◆ What to do: Resume the passage on cyberbullying types after its last sentence.

◆ Supplied passage:
..........
With more than four billion Internet users globally, the online world has had an enormous impact on society and has become a necessary component of daily life. The current society is entirely dependent on technology, and owing to the internet, young people are now enjoying modern ways of life. One of the major problems resulting from this rapid technological improvement, which also has many drawbacks, is cyberbullying. The internet has grown into a versatile tool that has significantly improved our day-to-day activities. Cyberbullying is only one of many unwanted behaviors that have found their way onto the internet.

A. Cyberbullying

Cyberbullying, also referred to as cyber harassment, is when someone is threatened, bullied, harassed, or scared using specific internet tools. Online bullying is another word for this. Cyberbullying is bullying committed via a digital tool, channel, or platform. Posing as someone else or breaking into someone's account or profile isn't always part of cyberbullying, But there are a lot of different ways that cyberbullying can happen. Cyberbullying is the act of distributing false information about another person online, including through text messages sent by SMS, online chat rooms, game forums, social networking sites, and online chat. It can be viewed on a variety of digital devices, including tablets, smartphones, and laptops. When offensive, harmful, or inappropriate content is sent, uploaded, or shared using various digital tools, it is referred to as cyberbullying. Cyberbullying has become a widespread issue because everyone uses social networking sites today, and it's easy to take advantage of this access. Embarrassing, blackmailing, disparaging, manipulating, or harassing behaviors are included in this. Such hostile behavior readily and unfavorably causes serious harm to a person.

B. Cyberbullying Types

According to the literature, there are 10 types of cyberbullying [34]:

Exclusion: Exclusion is the deliberate removal of someone. Exclusion is a factor in both online bullying and physical bullying scenarios where a victim is targeted. For instance, your child can be shut out of message threads or chats involving mutual friends, or they might be refused entry or an invitation to events while they witness other friends receiving one.
Harassment: Many forms of cyberbullying fall into the broad category of harassment, but in general, it refers to a consistent pattern of hurtful or threatening online messages made with the purpose of harming someone.
Doxing: The act of publicly disclosing private or sensitive information about someone without that person's consent in an effort to embarrass or humiliate them is referred to as outing, also known as doxing. This can include sharing preserved personal conversations in an online private group or disseminating private images or papers of famous people. The victim's lack of permission is crucial.
Trickery: Outing and trickery are comparable, with the addition of deception. In these circumstances, the bully will approach their target and deceive them into believing they are safe. Once the bully obtains the target's trust, they take advantage of it by disclosing the victim's secrets and personal information to one or more third parties.
Cyberstalking : Cyberstalking is a particularly severe type of online bullying that includes threats of actual physical damage to the victim. It frequently involves offline stalking and may include monitoring, fanciful allegations, threats, and stalking. It is a crime, and the culprit may face a restraining order, probation, or possibly a prison sentence.
..........
◆ Data lines:
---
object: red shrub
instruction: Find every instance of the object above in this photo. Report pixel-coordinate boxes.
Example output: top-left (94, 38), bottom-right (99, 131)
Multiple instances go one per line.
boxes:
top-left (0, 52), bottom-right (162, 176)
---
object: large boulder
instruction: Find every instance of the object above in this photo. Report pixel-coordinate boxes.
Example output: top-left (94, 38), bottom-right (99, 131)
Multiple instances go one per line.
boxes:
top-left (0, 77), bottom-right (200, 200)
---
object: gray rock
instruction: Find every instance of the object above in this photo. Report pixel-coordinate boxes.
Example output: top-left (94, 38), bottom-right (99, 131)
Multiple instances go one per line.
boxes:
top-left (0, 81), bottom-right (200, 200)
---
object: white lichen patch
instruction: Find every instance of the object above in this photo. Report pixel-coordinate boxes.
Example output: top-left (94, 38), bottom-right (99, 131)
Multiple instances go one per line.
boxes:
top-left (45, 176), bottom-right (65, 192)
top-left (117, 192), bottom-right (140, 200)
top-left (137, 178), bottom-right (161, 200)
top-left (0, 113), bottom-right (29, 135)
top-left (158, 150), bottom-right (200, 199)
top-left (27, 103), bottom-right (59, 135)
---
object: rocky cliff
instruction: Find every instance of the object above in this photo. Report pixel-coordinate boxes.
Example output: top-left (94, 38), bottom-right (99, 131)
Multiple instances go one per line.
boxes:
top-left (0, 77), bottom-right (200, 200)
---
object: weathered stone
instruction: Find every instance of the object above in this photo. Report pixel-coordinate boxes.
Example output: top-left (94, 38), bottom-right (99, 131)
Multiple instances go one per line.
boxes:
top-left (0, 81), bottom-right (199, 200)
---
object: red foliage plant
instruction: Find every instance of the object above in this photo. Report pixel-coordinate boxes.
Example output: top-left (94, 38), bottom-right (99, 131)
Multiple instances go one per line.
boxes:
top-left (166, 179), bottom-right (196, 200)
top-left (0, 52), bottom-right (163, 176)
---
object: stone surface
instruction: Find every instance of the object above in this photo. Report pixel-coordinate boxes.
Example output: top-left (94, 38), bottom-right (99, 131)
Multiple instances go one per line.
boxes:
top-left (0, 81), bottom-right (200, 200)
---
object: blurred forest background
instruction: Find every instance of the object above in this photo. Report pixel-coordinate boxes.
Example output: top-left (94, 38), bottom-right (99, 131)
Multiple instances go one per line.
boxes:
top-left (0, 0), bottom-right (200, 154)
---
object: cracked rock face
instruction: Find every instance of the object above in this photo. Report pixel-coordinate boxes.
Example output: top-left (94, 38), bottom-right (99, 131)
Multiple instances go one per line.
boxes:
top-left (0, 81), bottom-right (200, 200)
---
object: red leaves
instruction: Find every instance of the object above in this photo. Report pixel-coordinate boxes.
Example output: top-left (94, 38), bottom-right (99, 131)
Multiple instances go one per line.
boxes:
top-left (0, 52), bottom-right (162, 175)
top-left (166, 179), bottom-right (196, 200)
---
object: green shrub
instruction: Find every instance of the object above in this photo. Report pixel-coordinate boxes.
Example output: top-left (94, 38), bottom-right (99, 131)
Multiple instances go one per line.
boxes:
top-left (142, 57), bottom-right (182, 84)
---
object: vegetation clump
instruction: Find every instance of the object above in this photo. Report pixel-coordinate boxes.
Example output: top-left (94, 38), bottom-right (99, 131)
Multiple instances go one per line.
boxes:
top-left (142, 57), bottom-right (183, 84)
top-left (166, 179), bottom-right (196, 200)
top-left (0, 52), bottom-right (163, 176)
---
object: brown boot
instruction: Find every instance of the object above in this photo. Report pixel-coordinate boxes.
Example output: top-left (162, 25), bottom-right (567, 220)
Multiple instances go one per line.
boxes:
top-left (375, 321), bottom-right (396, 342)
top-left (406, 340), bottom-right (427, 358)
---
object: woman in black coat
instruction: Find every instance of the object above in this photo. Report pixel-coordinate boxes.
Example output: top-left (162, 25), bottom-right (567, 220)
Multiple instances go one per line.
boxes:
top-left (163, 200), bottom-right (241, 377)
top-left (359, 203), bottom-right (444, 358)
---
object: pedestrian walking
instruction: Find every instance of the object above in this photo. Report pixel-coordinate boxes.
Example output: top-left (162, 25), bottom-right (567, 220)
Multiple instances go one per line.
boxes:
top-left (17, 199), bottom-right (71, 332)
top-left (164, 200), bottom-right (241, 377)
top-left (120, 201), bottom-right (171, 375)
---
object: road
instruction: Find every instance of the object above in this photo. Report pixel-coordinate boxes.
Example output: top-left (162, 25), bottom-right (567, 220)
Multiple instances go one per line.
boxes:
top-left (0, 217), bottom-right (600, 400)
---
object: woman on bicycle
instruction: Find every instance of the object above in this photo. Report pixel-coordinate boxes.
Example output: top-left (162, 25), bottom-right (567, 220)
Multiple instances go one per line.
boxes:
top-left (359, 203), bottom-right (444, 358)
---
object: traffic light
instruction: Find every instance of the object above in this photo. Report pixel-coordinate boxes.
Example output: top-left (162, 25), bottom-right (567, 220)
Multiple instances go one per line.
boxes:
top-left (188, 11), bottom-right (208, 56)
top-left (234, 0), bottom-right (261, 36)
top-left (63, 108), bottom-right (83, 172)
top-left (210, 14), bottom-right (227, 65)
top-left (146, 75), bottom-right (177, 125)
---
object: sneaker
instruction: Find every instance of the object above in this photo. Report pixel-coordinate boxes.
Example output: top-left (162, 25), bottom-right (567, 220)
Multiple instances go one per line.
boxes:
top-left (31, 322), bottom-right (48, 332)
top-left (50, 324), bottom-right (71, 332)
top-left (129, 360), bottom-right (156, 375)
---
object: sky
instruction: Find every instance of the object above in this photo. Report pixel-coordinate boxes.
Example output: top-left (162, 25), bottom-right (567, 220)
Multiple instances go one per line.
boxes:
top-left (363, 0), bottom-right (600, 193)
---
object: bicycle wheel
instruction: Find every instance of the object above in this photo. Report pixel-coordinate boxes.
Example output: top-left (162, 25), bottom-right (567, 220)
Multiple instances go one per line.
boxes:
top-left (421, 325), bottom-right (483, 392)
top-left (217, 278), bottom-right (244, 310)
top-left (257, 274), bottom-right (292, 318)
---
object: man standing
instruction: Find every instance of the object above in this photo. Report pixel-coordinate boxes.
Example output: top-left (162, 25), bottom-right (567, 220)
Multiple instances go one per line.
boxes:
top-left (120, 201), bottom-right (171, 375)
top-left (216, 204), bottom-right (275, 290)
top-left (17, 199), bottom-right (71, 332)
..........
◆ Response to this exercise:
Fraping : Fraping is when a bully posts offensive stuff using your child's name on social media accounts. When friends publish amusing things on each other's profiles, it can be innocent but also extremely dangerous. For instance, a bully might post homophobic or racial remarks on another person's profile to harm that person's reputation.
Disguising : When a bully establishes a fake profile or identity online with the express intention of cyberbullying someone, this is known as masquerading. This can entail choosing a new identity and set of images to deceive the victim, as well as creating a false email account and social media presence. In these situations, the bully is frequently someone the victim knows well.
Dissing : Dissing is the act of a bully spreading negative details about their victim through public posts or private messaging in an effort to harm their reputation or interpersonal connections. In these circumstances, the bully frequently knows the victim personally, either as a friend or a mutual friend.
Trolling : By making offensive comments online, a bully who wants to disturb others is engaging in trolling. While trolling may not necessarily be considered a form of cyberbullying, it can be when done with malicious and damaging intent. These bullies typically have little personal connection to their victims and are more disengaged from them.
Flaming : This kind of cyberbullying consists of posting about or delivering insults and vulgar language to the subject directly. Similar to trolling, flaming usually involves a more direct attack on the target in an effort to instigate an online fight.

C. Countermeasures By Social Media

Users can report bullying on social networking sites like Facebook and Twitter, which promote a safe environment online. These include specifying the intended audience, blocking specific users, and recognizing and banning people who behave badly. Despite the fact that they are incredibly important, these techniques are reactive in nature and only apply after the victim has already been harmed. By the time someone reports the offensive post and the required action is taken by the authority, many users may have already read it and experienced the previously mentioned harmful effects. We therefore need an automated system that can rapidly and accurately identify cyberbullying behavior.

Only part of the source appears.